And therefore, we can change the state here in our BIOS table where we track which cache line
might be available in the host cache can change the state here from
the host bias to device bias but we started initially with host bias and
here we have a workflow when the state is in device bias meaning no other peer
cache has a copy valid copy of the data that we want to read. Therefore, we do not have
communicate with the home agent and the CXL device can directly read the memory from its
internal memory controller which then returns the data and we can change the state of that
cache line copy to exclusive. And since we did not propagate any copy of this cache line copy to exclusive and since we did not propagate any copy of this
cache line to other peer caches we are still in device bias cache which is
stored in the bias table okay as I mentioned or we have we have the
different protocol generations or interconnect generations
and there are some important enhancements with the CXL 3.0 generation.
We saw already before a multi-level switching which is introduced with that
generation. We have support for up to 4096 end devices.
We can build large fabric topologies with multiple paths between the source and the destination pair.
So before, in generation 1 and 2, the specification requires that a path from the source and the destination, that there's only one path. Therefore, from the host perspective,
we always would have tree topologies. And with the third generation, we can also break this
constraint and support non-tree topologies. Some limitation of generation one and 2 is also that only one CXL type 1 or type 2 device can be present in one topology from the host perspective.
This is because we need to track the different states of cache line copies of our CXL cache devices.
So remember, we have our cache that is host managed,
and therefore we need some tracking information or some tracking data structures in our CPUs.
And they also have to be updated depending on what state the cache line is in. And with the third generation,
we have these back invalidations
and back invalidation responses of the memory protocol
that we saw before.
And with that, we do not need,
or we do not have this limitation anymore.
We can have multiple type 1 and type 2 devices
up to 16 according to the specification.
We also double the bandwidth.
This is simply because it requires PCIe 6, which also compared to PCIe 5 doubles the
bandwidth.
So with a 16-lane connection, we can achieve up to approximately 128 gigabytes per second
while we are at 64 approximately with PCIe 5.
It also allows direct peer-to-peer access from a PCIe device or a CXL device
to the coherent exposed memory hosted by a type 2 or type 3
device.
And for this peer-to-peer communication,
a host does not have to be involved.
And one of the most important features
is this possibility to share memory in a coherent way
across multiple hosts.
This brings us again to the back-invalidation. I want to highlight it again.
So you saw before that in the memory protocol we have the new flows, back-invalidation and back-invalidate response.
You saw before that this also enables this new memory type, which is memory that
is exposed to the host, but it also supports caching. So it also caches. So the device
also or the cache coherency also needs to be present at the device but the device itself can
now invalidate other caches with the spec invalidation requests and there are three
different use cases one is one that i mentioned before direct peer-to-peer communication between CXL devices.

(Stored data)
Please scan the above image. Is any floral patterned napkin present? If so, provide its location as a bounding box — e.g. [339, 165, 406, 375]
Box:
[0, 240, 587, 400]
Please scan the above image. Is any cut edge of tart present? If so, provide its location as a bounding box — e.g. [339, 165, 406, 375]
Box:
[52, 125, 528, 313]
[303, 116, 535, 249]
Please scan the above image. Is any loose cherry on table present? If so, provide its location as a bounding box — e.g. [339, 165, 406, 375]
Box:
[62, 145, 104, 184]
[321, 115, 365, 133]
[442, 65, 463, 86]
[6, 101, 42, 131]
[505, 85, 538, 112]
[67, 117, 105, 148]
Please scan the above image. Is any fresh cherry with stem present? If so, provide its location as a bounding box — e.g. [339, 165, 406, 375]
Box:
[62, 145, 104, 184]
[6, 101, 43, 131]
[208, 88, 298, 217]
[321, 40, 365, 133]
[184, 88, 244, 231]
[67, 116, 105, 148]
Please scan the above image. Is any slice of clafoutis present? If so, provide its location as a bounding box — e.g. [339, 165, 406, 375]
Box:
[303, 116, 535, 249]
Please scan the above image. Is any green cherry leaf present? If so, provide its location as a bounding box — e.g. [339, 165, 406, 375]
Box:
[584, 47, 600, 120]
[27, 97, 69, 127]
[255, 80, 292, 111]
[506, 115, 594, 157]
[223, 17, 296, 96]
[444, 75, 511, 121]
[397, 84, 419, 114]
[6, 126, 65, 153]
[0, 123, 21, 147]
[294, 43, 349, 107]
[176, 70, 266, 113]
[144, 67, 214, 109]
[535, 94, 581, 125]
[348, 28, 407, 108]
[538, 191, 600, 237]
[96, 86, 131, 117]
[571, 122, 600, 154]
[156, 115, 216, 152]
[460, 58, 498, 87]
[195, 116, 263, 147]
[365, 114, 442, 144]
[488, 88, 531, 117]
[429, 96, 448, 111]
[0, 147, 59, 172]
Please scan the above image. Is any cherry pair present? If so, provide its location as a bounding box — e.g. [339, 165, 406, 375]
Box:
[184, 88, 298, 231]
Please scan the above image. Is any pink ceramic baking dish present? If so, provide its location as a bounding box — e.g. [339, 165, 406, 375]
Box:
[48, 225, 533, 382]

- Requirement 1 -
List the enhancements of the CXL 3.0 generation that the CXL excerpt describes.
- Requirement 2 -
Answer these questions from the CXL excerpt:
(a) What state is the cache line copy changed to after the CXL device reads the data in device bias?
(b) How many end devices does the third generation support?
(c) About what bandwidth does PCIe 5 reach with a 16-lane connection?
- Requirement 3 -
Copy the CXL excerpt word for word from "And with that, we" up to and including "to be involved.".

- Correct result 1 -
- Multi-level switching
- Support for up to 4096 end devices
- Large fabric topologies with multiple paths between a source and destination pair, allowing non-tree topologies
- Multiple type 1 and type 2 devices in one topology (up to 16), made possible by back invalidation
- Doubled bandwidth through PCIe 6, about 128 gigabytes per second over a 16-lane connection
- Direct peer-to-peer access from a PCIe or CXL device to the coherent exposed memory of a type 2 or type 3 device, without host involvement
- Coherent memory sharing across multiple hosts

- Correct result 2 -
(a) Exclusive
(b) Up to 4096
(c) Approximately 64 gigabytes per second

- Correct result 3 -
And with that, we do not need,
or we do not have this limitation anymore.
We can have multiple type 1 and type 2 devices
up to 16 according to the specification.
We also double the bandwidth.
This is simply because it requires PCIe 6, which also compared to PCIe 5 doubles the
bandwidth.
So with a 16-lane connection, we can achieve up to approximately 128 gigabytes per second
while we are at 64 approximately with PCIe 5.
It also allows direct peer-to-peer access from a PCIe device or a CXL device
to the coherent exposed memory hosted by a type 2 or type 3
device.
And for this peer-to-peer communication,
a host does not have to be involved.